• About this task: Repeat the records below verbatim.

[Dataset entries]
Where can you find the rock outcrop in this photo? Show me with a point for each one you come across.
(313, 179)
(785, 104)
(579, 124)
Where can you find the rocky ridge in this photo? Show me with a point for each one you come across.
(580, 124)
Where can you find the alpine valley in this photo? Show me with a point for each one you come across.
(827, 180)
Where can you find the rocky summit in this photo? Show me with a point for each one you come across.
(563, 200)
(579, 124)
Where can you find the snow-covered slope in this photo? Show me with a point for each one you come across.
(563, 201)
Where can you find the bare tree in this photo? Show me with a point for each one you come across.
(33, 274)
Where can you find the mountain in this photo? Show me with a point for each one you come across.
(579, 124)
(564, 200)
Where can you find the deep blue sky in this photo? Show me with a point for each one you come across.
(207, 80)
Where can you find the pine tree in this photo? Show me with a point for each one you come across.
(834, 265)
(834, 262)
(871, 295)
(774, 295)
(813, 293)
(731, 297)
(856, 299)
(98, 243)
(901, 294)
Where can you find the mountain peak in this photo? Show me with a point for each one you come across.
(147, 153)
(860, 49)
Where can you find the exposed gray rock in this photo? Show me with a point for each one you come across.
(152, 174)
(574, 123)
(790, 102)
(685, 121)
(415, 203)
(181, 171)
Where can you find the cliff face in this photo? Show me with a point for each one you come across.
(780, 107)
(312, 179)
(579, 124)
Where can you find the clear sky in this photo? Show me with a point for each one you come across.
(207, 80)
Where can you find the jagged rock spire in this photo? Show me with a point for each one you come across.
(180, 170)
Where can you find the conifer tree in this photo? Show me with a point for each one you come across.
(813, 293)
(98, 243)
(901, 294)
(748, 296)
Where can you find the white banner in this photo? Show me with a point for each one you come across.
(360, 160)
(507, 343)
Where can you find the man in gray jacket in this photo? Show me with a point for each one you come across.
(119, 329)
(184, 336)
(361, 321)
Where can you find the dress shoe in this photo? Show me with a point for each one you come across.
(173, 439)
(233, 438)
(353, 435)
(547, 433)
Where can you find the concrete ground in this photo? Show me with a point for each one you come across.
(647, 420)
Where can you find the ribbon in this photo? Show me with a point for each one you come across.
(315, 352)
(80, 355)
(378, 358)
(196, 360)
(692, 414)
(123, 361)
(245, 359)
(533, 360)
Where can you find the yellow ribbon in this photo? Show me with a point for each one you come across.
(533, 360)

• Solution to the problem:
Where can you find the rock outcrop in this photo? Show me with a point for each one you come across.
(313, 179)
(785, 104)
(579, 124)
Where can you find the rocky ridge in this photo? Show me with a point for each one you come across.
(580, 124)
Where can you find the alpine valley in this photo? Show me with a point for each one you come across.
(827, 180)
Where can you find the rocky summit in this photo? Show me with a point for each one you come across.
(563, 200)
(579, 124)
Where can you find the snow-covered slope in this photo? Show me with a point for each one you come across.
(563, 201)
Where can you find the bare tree in this photo? Show me with a point for each one you come across.
(33, 274)
Where can you find the mountain in this photo? Show me with a point for each one you come across.
(579, 124)
(564, 200)
Where can you find the deep blue sky in this photo? Show me with a point for each one you come across.
(207, 80)
Where can you find the pine tree in this photo? Show me with a point for each one you come across.
(834, 265)
(834, 262)
(871, 295)
(774, 295)
(813, 293)
(731, 297)
(856, 299)
(98, 243)
(901, 294)
Where can you find the mountain peak in this photo? Show me with a point for each one you come across.
(147, 153)
(860, 49)
Where can you find the exposed gray rock in this photo? Show me with a point for each one you come across.
(152, 174)
(574, 123)
(790, 102)
(685, 121)
(415, 203)
(181, 171)
Where can you find the cliff face in this photo? Show me with a point for each one you come across.
(780, 107)
(312, 179)
(579, 124)
Where can you find the clear sky in this photo? Show me with a point for each one you come across.
(207, 80)
Where can you find the jagged rock spire in this photo? Show me with a point for each one you come across.
(180, 170)
Where can you find the conifer tree in this photo? Show me with a point for each one you come across.
(813, 293)
(98, 243)
(901, 294)
(748, 296)
Where can you find the white banner in this photo? Show me with a point for each one you come across.
(360, 160)
(507, 343)
Where can you find the man in gray jacket in this photo? Show me with a point for each one you come across.
(119, 329)
(184, 336)
(361, 321)
Where can you find the dress shoe in this photo? Show me with a point for each one you come across.
(173, 439)
(233, 438)
(353, 435)
(547, 433)
Where can you find the concrete ground in this photo? Show me with a point for each one you come across.
(647, 420)
Where can you find the ribbon in this photo? Show me with a point for each one you come across.
(315, 352)
(80, 355)
(378, 358)
(196, 360)
(692, 414)
(123, 361)
(245, 359)
(533, 360)
Where can you find the yellow ribbon in this photo? Show me with a point for each one you come across.
(533, 360)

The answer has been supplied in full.